Material for the task:
####################
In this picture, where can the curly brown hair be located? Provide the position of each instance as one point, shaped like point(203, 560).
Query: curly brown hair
####################
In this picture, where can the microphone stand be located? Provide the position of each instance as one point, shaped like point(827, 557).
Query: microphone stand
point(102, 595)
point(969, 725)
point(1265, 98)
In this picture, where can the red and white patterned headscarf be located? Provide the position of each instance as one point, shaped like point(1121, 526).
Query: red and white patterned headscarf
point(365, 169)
####################
Problem to work on: Can you copy word for word the part of the listing that opens with the line containing "In this picture, where can the curly" and closes with the line containing "Query: curly brown hair", keeping both of those lines?

Output below:
In this picture, where can the curly brown hair be located? Provide the position of each instance as one point, shaped like point(203, 560).
Query: curly brown hair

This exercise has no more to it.